GIVEN PROBLEM –
Express the lines, starting at the first one and continuing through the line with "[[108, 95, 277, 448]]", as a two-column CSV with the headers input and output. Give one row for each text and its reply, and put each in a single quoted field with line breaks replaced by spaces.

INPUT RECORDS –
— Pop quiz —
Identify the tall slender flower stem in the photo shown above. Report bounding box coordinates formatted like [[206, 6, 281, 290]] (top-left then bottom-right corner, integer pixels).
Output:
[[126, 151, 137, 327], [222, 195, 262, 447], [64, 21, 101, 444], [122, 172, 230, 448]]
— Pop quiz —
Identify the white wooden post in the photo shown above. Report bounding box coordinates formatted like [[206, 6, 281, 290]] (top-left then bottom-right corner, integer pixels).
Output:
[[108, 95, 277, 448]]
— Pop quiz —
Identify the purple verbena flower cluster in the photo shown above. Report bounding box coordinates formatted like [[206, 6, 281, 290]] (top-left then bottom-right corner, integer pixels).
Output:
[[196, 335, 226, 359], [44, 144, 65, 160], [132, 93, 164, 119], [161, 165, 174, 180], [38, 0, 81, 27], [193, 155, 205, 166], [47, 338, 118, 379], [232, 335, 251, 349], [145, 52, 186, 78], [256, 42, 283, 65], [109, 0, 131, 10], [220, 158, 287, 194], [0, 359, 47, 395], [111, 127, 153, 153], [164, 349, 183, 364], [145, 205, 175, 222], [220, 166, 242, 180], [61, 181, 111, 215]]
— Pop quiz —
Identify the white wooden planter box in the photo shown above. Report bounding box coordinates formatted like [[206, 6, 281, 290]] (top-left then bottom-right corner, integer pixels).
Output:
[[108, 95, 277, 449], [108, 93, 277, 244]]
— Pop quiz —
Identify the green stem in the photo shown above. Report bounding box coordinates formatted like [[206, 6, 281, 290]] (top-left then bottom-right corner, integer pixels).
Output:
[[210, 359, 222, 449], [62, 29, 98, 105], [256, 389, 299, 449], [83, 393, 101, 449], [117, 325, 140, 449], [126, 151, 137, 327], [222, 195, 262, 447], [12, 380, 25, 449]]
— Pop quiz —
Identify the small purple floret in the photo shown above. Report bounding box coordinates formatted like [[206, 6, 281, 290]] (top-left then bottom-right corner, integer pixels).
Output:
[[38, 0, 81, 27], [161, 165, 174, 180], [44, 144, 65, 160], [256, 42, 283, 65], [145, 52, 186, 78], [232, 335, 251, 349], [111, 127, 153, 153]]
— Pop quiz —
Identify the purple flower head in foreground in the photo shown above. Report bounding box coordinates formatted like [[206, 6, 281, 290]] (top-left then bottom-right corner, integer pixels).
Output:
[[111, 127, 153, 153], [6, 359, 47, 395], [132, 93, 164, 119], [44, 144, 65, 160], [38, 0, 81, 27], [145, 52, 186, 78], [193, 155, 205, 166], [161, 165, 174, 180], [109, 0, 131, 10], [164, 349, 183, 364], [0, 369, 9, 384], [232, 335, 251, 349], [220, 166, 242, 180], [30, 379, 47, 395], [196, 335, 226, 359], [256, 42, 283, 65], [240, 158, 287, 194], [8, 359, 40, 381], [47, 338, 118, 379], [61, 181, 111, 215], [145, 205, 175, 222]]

THE COMPLETED TASK –
input,output
"— Pop quiz — Identify the tall slender flower stem in the photo shown above. Report bounding box coordinates formatted like [[206, 6, 281, 290]] (top-left then bottom-right corner, integer pixels). Output:","[[126, 151, 137, 327], [222, 195, 262, 447], [64, 21, 101, 444], [122, 172, 230, 448]]"
"— Pop quiz — Identify the white wooden post in the photo shown above. Report bounding box coordinates formatted like [[206, 6, 281, 290]] (top-left then bottom-right corner, integer pixels). Output:","[[108, 95, 277, 448]]"